Text excerpt
Artificial and Organic Intelligence
I never thought artificial intelligence would be in charge of my holiday plans. But there I was, arriving in the town of Taiping simply because ChatGPT instructed me to. Seven months travelling had become exhausting and I was tired of making decisions about where to go when. So I asked an A.I. bot to organise the remaining two weeks of my trip for me and I submissively went along with the plan.
I arrived at the only hostel in Taiping without a reservation. Thankfully there were plenty of available beds in the room beside the noisy main road. When the owner asked me what had brought me to Taiping, I flinched from the opportunity to tell the truth. I told her that I had read somewhere that Taiping was quite a nice place. I was somewhat embarrassed and unwilling to admit that I needed to resort to a computerised travel agent.ChatGPT had told me to spend my first day by the lake. So, hoping that my early signs of obedience would be remembered post-robot uprising, I went to the lake. I wandered up the lake. I wandered down the lake. I rented a bike for less than two dollars and rode up the lake and then back down. I had seen the lake. I had done what was expected of me by robo-Flight Centre. I headed back to the hostel.
The one other activity recommended to do in Taiping was to go to the zoo. The last time I visited a zoo was in Himeji in Japan, over ten weeks ago. And so, with so much time passed since my last zoo visit, I was feeling heavy withdrawal symptoms. I need to get some zoo time logged.
In the morning I walked around the lake to the zoo entrance. Midweek, it felt like I was the only one there. There was no queue to get in. Just straight to the counter, ticket paid for, commemorative photo taken in front of a green screen and straight through the main gate.

Given information

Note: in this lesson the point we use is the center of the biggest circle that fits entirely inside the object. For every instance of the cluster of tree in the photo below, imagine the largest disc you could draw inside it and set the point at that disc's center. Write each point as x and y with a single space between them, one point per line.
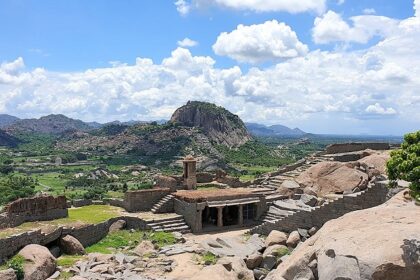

What this exercise asks
(A) Answer these questions about the travel account about Taiping, one per line:
(i) How much did it cost the narrator to rent a bike?
(ii) In which city was the last zoo the narrator had visited?
(iii) What reason did the narrator give the hostel owner for coming to Taiping?
(B) Write the next part of the travel account about Taiping, picking up right after its final sentence.

Task answers
(A)
(i) Less than two dollars.
(ii) Himeji, in Japan.
(iii) That the narrator had read somewhere that Taiping was quite a nice place.

(B)
I began walking the main stretch of the zoo to the first couple of exhibits. I reached a noticeboard warning me about some wild macaques that roamed the nearby forest area and the zoo itself. As if they were waiting for their queue to enter, once I’d finished reading the sign the monkeys suddenly appeared. They jumped down from the trees onto the outside of a cage that supposedly concealed another animal. I didn’t have time to find out what animal it was.
With a handful of macaques now climbing over the very signboard that notified visitors of their presence, I swiftly continued down the main road hoping to get away from the primates. I was in a disaster film where animals had escaped from the zoo but I was the only one who seemed to care.
I soon reached, in a stroke of unwarranted irony, the baboon and orangutan enclosures. I was in a more open part of the zoo, away from tall trees and large vines that the macaques could swing from. I could take a break from escaping the monkeys and watch some other monkeys. Staring at the orangutans, I suddenly felt a wave of bewilderment flood my senses. It seemed so odd; why were these monkeys the ones I paid to observe and not the others? Why were they in an enclosure and not the others? What were we trying to accomplish?
My momentary animal sympathy passed as the macaques loudly started screeching and jumping from branch to branch in the near distance. It was as if the monkeys had auditioned to be in the zoo and hadn’t got the part, yet they still came to the venue daily to try to convince visitors that they were better than the real show. And it was working. They were loud and excited, especially compared to the docile animals who were actually part of the zoo ensemble.
The mischievous behaviour continued throughout the day. The macaques stole food from the zoo workers when they were feeding the hippos. They repeatedly crashed down heavily on the corrugated iron roof of the giraffe enclosure as they swung between the tall vines above. I even saw a large group of monkeys spending time jumping around the children’s playground, although not one of them used the monkey bars.
I was in a zoo where there were more animals outside of the enclosures than in. Had there been an uprising? When I passed through the main gates earlier in the morning I had no idea that I would be locked inside with all of the wild animals. But I was in it for the long haul. The monkeys had watched my every move as I walked through the zoo grounds. They seemed fascinated as they spectated me. And then it hit me, maybe I had gotten the roles mixed up. After all, there were little to no other humans around. Was this all a rouse set up by the monkeys? I had expected to be watching the animals but really they were the ones watching me. I thought I was visiting the zoo but I was wrong, I was the zoo.